[Start of Records for processing]

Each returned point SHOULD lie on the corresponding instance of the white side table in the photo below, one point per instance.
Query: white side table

[End of Records for processing]
[Start of Records for processing]

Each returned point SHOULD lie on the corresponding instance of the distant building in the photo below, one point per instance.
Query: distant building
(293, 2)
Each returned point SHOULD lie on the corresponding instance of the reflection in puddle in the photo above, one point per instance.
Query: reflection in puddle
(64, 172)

[End of Records for processing]
[Start of Records for processing]

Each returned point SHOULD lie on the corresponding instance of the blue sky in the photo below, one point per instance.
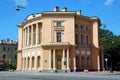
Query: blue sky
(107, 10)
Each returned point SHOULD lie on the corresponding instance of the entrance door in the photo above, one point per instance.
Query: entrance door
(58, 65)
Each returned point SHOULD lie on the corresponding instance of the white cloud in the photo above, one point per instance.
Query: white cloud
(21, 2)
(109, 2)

[End of Records for processing]

Collect each line above that contains the word "side" and copy those lines out. Case counts.

Each returned point SHOULD lie on the corresponding instance of the white side table in the photo below, one point per instance.
Query: white side table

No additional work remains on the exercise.